- **Data for the task**:
-- -- --

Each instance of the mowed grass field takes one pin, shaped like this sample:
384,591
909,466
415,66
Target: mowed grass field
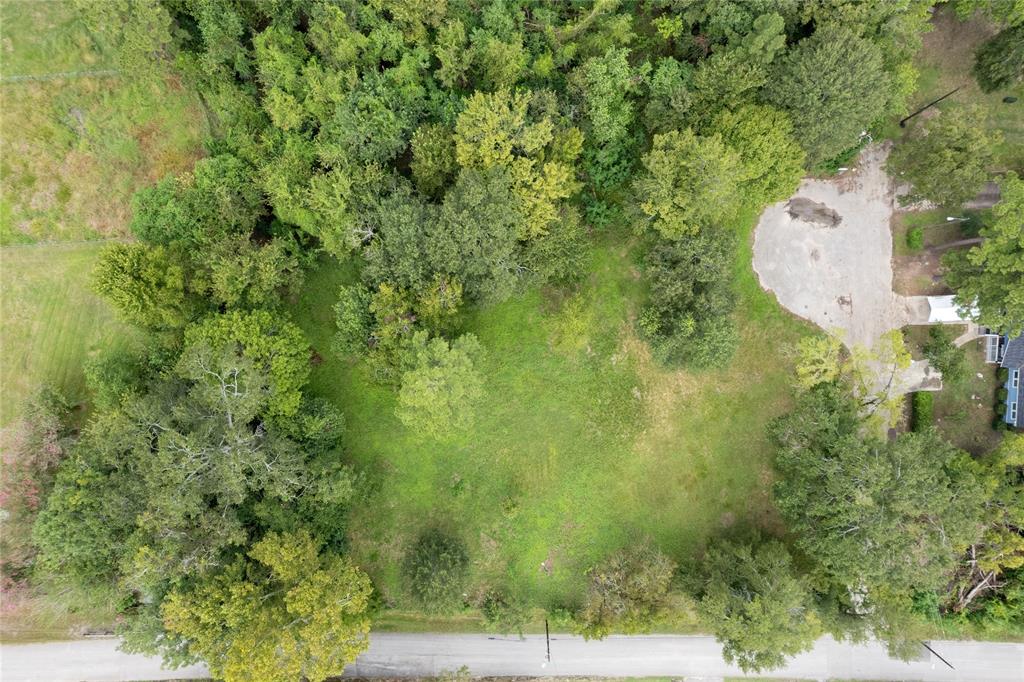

-- -- --

- **Exercise goal**: Update the rows above by changing every "mowed" to "trimmed", keeping everything else the same. Leave out the pictures.

- **The completed task**:
Each instance of the trimmed grass field takes one pin, shaped like this sample:
384,591
909,466
415,66
Target: trimmed grass field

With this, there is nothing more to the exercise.